● **Information**:
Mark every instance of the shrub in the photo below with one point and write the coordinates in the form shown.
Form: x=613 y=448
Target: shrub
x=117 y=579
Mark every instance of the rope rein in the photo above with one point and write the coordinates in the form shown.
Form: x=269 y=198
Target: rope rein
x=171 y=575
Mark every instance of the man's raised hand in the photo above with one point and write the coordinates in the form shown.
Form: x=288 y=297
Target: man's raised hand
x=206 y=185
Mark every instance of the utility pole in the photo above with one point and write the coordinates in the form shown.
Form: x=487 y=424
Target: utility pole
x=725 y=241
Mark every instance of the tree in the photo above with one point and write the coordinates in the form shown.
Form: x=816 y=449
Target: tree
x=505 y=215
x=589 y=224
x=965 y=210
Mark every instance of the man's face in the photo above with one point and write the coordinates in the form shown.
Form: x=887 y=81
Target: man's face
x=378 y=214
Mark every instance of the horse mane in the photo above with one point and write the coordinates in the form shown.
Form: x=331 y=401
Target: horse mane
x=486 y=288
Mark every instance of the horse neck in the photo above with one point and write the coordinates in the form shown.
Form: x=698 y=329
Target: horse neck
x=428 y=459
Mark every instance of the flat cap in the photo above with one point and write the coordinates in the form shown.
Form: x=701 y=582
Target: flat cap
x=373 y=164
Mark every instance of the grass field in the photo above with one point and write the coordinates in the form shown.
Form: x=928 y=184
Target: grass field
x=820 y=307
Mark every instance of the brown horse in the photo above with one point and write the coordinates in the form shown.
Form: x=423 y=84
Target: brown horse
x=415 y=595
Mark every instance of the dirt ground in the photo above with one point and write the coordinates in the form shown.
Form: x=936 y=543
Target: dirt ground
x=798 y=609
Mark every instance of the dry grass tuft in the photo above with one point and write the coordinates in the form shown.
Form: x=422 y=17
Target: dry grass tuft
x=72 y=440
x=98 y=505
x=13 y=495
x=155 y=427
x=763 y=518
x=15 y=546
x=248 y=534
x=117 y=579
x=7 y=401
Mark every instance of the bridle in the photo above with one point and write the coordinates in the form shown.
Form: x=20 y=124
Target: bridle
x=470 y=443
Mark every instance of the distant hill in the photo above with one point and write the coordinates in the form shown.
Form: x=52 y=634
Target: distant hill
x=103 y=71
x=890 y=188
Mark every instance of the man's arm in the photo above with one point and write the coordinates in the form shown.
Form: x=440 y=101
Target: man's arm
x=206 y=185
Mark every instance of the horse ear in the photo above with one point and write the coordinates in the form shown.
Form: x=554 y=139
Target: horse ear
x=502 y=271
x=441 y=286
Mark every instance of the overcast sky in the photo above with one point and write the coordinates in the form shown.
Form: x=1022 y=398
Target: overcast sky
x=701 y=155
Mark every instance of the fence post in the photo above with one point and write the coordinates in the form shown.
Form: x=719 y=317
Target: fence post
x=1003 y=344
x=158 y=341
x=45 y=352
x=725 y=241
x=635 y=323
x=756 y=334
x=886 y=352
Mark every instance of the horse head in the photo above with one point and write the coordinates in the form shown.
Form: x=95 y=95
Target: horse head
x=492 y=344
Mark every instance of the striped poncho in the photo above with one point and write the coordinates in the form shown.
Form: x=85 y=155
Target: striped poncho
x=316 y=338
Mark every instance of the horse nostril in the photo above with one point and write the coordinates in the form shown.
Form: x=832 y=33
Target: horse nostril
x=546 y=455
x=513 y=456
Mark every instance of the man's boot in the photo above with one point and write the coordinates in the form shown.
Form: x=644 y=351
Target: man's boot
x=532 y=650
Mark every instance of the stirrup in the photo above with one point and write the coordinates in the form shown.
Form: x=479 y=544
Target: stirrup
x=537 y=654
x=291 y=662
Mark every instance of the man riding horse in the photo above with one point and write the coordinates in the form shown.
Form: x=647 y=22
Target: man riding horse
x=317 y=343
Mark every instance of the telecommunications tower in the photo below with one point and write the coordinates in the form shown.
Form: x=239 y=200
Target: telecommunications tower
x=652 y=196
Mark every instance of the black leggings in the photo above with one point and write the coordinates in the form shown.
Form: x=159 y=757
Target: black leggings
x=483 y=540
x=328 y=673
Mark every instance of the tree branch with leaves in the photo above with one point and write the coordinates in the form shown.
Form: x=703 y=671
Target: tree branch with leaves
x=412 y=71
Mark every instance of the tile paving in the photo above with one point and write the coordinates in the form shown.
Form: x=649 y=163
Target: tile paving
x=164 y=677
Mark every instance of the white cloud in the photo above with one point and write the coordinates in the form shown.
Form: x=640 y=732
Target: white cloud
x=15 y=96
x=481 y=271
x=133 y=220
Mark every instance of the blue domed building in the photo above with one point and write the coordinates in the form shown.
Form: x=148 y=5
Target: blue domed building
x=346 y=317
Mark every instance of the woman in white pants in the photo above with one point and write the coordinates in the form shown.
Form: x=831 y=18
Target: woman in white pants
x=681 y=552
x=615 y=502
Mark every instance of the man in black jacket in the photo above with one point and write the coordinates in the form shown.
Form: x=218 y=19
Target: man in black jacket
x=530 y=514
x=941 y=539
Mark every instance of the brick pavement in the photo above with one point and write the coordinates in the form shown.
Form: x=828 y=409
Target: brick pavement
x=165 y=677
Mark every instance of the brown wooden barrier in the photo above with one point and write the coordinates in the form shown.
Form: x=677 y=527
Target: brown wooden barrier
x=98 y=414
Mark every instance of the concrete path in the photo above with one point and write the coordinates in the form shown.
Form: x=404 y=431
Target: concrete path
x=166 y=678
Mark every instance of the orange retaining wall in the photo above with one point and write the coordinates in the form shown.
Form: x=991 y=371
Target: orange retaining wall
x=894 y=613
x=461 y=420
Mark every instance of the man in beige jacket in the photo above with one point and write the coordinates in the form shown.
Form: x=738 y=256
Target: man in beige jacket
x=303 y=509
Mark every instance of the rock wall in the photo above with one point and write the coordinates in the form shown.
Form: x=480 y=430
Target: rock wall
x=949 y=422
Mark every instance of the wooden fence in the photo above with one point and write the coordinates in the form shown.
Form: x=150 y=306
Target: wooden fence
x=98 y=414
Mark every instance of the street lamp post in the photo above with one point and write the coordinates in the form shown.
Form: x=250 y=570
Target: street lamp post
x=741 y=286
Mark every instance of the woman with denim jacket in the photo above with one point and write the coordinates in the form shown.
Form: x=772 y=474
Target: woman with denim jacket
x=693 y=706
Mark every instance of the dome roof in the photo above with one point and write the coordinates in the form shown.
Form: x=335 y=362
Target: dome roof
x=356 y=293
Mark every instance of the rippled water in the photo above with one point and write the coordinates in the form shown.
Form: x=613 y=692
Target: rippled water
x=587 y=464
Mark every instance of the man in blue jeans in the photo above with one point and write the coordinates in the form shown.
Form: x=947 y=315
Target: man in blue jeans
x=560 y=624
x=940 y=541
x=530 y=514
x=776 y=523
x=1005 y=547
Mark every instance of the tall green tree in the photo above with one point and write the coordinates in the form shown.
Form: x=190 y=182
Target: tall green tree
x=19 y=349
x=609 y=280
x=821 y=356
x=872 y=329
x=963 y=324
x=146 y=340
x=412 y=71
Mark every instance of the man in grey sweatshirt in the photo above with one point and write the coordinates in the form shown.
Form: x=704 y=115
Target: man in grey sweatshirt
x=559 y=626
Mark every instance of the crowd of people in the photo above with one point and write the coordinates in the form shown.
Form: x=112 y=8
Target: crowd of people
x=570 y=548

● **Instructions to follow**:
What lines in the records contain the word "below"? Return each one.

● **Solved problem**:
Mark every instance of the shrub in the photo below with one point and write the coordinates in the form shown.
Mark every instance of the telecommunications tower in the photo below with one point and write the coordinates in the form shown.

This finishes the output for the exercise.